[Saved entries]

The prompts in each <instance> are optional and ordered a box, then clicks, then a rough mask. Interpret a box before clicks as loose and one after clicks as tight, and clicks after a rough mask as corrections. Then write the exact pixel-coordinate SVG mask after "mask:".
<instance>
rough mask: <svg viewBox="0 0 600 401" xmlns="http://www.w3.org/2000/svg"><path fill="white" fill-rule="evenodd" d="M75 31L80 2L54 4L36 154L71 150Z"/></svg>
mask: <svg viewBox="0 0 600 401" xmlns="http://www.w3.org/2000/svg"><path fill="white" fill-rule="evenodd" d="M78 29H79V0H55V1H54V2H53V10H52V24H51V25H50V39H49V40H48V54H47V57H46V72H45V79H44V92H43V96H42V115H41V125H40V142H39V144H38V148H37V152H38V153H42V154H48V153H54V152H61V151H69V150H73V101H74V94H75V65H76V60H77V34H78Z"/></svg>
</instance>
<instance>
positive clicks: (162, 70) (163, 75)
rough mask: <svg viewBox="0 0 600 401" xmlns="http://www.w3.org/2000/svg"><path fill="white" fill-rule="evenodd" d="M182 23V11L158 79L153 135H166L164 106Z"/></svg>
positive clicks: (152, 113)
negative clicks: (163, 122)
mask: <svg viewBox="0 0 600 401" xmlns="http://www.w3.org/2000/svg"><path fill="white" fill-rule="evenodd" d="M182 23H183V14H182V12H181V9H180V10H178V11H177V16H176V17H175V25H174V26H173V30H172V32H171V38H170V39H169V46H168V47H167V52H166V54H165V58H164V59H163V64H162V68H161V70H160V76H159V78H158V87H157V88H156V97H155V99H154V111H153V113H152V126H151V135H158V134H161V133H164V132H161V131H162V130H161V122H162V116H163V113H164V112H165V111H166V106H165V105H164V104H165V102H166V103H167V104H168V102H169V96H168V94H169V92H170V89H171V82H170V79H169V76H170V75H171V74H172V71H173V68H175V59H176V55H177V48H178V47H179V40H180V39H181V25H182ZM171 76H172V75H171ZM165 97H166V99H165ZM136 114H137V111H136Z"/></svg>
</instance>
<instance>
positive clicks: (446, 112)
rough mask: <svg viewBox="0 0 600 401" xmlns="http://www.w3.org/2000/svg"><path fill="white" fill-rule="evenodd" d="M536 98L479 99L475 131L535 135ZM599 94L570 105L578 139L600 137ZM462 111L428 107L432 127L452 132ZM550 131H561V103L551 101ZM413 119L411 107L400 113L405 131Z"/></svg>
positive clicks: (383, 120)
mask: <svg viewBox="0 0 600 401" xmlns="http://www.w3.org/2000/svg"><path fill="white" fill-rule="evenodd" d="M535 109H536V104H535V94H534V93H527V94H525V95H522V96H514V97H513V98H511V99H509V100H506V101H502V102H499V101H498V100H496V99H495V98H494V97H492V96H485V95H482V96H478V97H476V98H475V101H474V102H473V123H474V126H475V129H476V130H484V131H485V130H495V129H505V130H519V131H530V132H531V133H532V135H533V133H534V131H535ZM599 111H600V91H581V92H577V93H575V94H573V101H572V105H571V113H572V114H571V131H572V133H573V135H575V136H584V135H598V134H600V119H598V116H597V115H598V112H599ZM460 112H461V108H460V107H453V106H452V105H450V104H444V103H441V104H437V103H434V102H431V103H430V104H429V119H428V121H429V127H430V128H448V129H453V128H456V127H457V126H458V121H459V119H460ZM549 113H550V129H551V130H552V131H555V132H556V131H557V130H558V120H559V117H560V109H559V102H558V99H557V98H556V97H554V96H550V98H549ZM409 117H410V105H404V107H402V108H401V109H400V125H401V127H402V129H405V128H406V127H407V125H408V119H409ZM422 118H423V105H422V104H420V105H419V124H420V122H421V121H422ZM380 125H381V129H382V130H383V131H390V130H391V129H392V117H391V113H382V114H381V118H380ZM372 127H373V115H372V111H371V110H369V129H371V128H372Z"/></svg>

WHAT YOU NEED TO DO
Quote, with nothing altered, all lines from the start of the entries to the line that carries "positive clicks: (152, 113)", inclusive.

RESPONSE BELOW
The prompts in each <instance> are optional and ordered a box, then clicks, then a rough mask. Interpret a box before clicks as loose and one after clicks as tight, and clicks after a rough mask as corrections. Then write the exact pixel-coordinate SVG mask after "mask:".
<instance>
rough mask: <svg viewBox="0 0 600 401" xmlns="http://www.w3.org/2000/svg"><path fill="white" fill-rule="evenodd" d="M75 31L80 2L54 4L36 154L71 150Z"/></svg>
mask: <svg viewBox="0 0 600 401" xmlns="http://www.w3.org/2000/svg"><path fill="white" fill-rule="evenodd" d="M78 29H79V0H55V1H54V2H53V10H52V24H51V25H50V39H49V40H48V54H47V57H46V72H45V79H44V92H43V96H42V115H41V125H40V142H39V144H38V148H37V152H38V153H42V154H48V153H54V152H61V151H69V150H73V101H74V94H75V65H76V60H77V34H78Z"/></svg>
</instance>
<instance>
positive clicks: (162, 70) (163, 75)
rough mask: <svg viewBox="0 0 600 401" xmlns="http://www.w3.org/2000/svg"><path fill="white" fill-rule="evenodd" d="M182 23V11L158 79L153 135H166L164 106Z"/></svg>
positive clicks: (152, 113)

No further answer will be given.